▶ [TASK DESCRIPTION]: Your task is to print all of the material verbatim.

▶ [DATA LINES]:
+++

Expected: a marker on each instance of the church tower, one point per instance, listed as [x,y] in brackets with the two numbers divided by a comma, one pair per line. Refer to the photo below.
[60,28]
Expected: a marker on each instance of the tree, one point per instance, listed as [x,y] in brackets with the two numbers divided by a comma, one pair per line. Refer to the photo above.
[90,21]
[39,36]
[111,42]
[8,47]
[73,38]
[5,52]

+++

▶ [RESULT OF THE EXERCISE]:
Expected: a marker on each instance of the church tower, one point per instance, listed as [x,y] in brackets with the two numbers divided by a comma, one pair per line. Refer to the photo below.
[60,28]
Expected: a marker on each instance of the tree, one point per instance, listed as [x,y] in brackets with the two numbers divided by a comma, one pair per line. Refer to the photo above.
[90,21]
[39,36]
[111,42]
[8,47]
[73,38]
[5,52]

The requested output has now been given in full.